» RECORDS PROVIDED:

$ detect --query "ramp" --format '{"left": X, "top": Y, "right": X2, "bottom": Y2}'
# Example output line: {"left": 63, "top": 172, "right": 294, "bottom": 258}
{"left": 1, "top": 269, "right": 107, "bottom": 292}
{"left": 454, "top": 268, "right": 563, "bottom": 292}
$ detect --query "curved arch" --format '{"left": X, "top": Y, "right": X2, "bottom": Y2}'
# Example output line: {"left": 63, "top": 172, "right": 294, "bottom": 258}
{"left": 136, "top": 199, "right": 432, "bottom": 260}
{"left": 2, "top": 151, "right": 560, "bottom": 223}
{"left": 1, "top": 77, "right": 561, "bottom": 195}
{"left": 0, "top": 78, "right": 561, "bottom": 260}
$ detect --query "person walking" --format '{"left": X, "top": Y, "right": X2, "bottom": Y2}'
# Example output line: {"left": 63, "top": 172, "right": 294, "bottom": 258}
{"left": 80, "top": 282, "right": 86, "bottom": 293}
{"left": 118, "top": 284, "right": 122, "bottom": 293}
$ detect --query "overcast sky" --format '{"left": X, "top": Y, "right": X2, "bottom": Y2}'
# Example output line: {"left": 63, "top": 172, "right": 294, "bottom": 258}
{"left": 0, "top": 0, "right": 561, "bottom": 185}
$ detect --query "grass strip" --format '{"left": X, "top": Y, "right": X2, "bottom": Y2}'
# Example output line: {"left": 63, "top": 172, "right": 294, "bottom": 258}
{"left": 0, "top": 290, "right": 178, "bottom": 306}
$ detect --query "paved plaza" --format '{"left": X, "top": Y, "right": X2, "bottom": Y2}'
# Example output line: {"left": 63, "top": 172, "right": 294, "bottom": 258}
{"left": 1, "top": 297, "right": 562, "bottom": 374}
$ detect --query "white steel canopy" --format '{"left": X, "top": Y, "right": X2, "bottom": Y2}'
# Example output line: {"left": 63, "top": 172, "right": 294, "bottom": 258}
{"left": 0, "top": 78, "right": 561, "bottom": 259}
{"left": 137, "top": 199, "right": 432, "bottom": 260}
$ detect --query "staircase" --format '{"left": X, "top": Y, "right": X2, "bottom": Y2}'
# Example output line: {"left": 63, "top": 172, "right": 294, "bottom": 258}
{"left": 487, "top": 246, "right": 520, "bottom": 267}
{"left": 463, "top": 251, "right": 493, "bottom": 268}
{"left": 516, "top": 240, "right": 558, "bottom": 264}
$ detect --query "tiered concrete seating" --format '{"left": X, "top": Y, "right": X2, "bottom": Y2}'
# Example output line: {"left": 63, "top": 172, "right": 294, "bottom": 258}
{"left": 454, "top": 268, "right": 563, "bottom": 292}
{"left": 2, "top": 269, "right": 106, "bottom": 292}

» REQUIREMENT: Which of the lines above include the word "query"? List those lines.

» EXERCISE SOLUTION:
$ detect --query "ramp" --format '{"left": X, "top": Y, "right": X2, "bottom": Y2}'
$ detect --query "curved arch" --format '{"left": X, "top": Y, "right": X2, "bottom": Y2}'
$ detect --query "person walking" --format '{"left": X, "top": Y, "right": X2, "bottom": Y2}'
$ detect --query "overcast sky" --format '{"left": X, "top": Y, "right": X2, "bottom": Y2}'
$ detect --query "grass strip" --format '{"left": X, "top": Y, "right": X2, "bottom": Y2}'
$ detect --query "paved plaza" --format '{"left": X, "top": Y, "right": X2, "bottom": Y2}'
$ detect --query "white steel canopy" --format '{"left": X, "top": Y, "right": X2, "bottom": Y2}'
$ detect --query "staircase" --format '{"left": X, "top": Y, "right": X2, "bottom": Y2}'
$ detect --query "tiered concrete seating" --format '{"left": X, "top": Y, "right": X2, "bottom": Y2}'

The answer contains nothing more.